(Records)
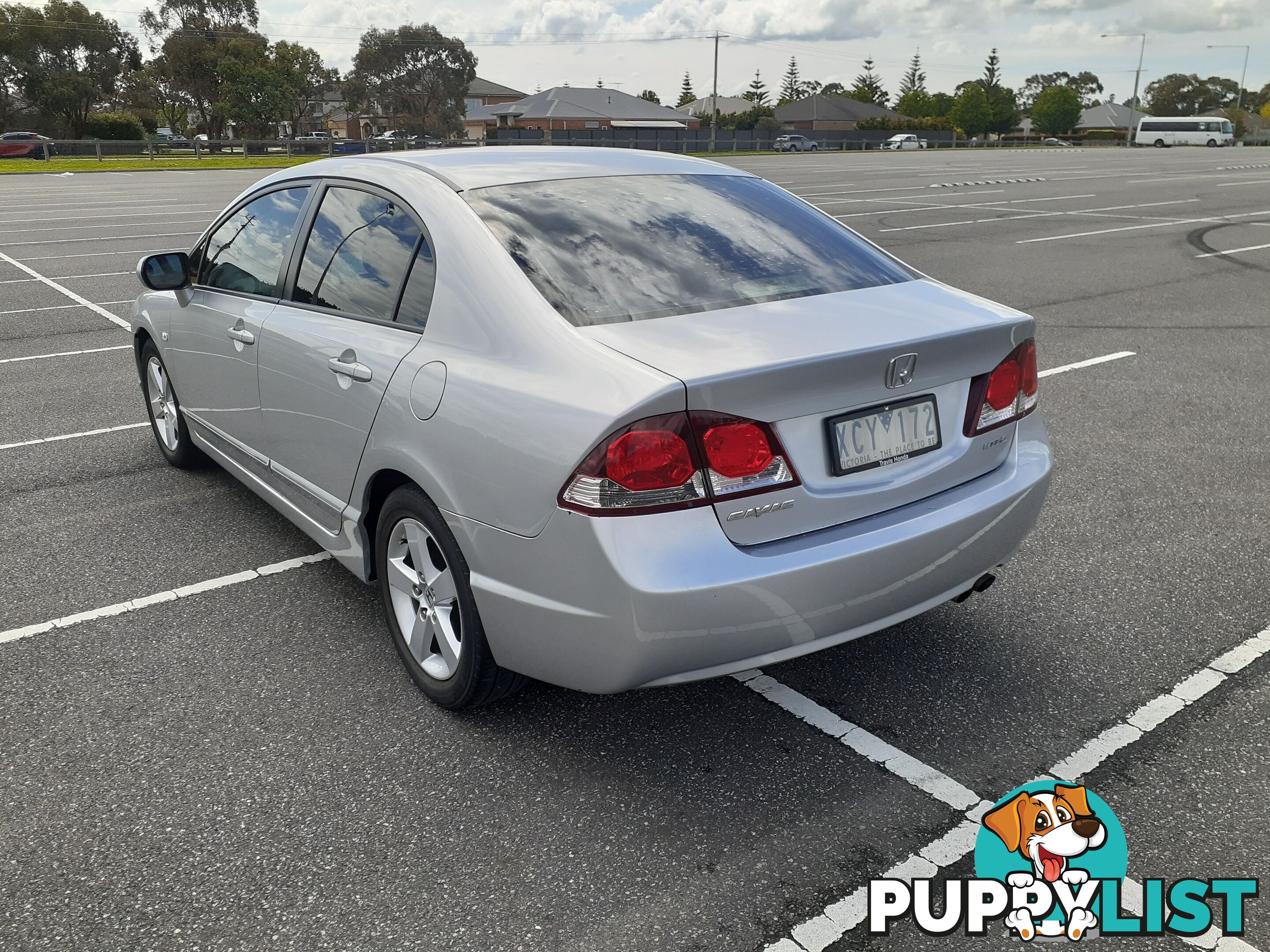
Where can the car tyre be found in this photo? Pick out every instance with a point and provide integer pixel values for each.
(431, 610)
(167, 420)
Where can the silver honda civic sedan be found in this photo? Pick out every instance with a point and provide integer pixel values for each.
(604, 418)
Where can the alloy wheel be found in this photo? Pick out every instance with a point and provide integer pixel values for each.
(425, 598)
(163, 404)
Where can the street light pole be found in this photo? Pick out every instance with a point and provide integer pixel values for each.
(1239, 102)
(714, 98)
(1137, 77)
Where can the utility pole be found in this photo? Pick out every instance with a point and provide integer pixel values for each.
(1239, 103)
(714, 98)
(1137, 77)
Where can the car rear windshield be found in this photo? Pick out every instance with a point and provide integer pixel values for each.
(630, 248)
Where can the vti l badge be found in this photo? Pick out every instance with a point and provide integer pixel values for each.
(901, 370)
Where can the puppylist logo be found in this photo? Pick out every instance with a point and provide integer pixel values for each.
(1051, 862)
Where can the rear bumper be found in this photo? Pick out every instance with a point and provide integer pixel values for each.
(604, 605)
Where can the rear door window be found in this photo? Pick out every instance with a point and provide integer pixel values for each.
(246, 253)
(357, 254)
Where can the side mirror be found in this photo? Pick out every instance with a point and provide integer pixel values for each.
(168, 271)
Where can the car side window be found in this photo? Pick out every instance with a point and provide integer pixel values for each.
(357, 254)
(246, 253)
(417, 298)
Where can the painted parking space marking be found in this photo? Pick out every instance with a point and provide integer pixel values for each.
(846, 915)
(63, 308)
(73, 436)
(65, 291)
(1138, 227)
(1091, 362)
(162, 597)
(1233, 250)
(103, 238)
(65, 277)
(68, 353)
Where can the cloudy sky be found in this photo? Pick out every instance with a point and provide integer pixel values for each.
(638, 46)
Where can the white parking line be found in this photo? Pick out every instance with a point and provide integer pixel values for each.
(65, 277)
(67, 291)
(1091, 362)
(63, 308)
(846, 915)
(73, 436)
(102, 238)
(1233, 250)
(68, 353)
(161, 597)
(84, 227)
(1136, 227)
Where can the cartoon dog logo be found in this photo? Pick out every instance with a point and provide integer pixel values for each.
(1048, 829)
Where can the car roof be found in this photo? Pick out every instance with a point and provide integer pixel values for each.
(483, 167)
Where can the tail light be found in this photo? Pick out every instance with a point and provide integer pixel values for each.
(677, 461)
(1005, 395)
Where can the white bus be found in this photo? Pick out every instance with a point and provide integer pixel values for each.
(1162, 131)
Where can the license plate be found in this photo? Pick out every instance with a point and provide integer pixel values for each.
(883, 436)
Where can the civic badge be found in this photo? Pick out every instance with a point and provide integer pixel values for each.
(901, 370)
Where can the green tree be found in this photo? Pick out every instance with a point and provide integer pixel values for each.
(972, 112)
(1086, 86)
(869, 88)
(792, 87)
(991, 71)
(916, 102)
(686, 94)
(941, 103)
(416, 73)
(757, 90)
(914, 79)
(69, 61)
(304, 78)
(1056, 111)
(195, 37)
(1181, 94)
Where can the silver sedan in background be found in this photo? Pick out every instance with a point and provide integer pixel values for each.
(602, 418)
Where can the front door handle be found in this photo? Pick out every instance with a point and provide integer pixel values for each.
(346, 365)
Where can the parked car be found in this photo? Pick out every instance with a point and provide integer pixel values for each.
(567, 443)
(794, 144)
(25, 145)
(905, 141)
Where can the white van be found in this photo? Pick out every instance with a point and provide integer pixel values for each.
(1162, 131)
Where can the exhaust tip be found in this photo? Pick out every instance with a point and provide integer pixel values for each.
(982, 584)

(Task requirements)
Reproduce the records from the line containing "Where can the white van" through the final line, swapping "exhaust tip" for "tailpipe" and changing nothing else.

(Complete answer)
Where can the white van be found in this photo? Pick out every instance with a point and provide integer pixel values for each.
(1162, 131)
Where can the tailpipe be found in this photo? Pick out every instance with a point and provide integer pixel values for each.
(982, 584)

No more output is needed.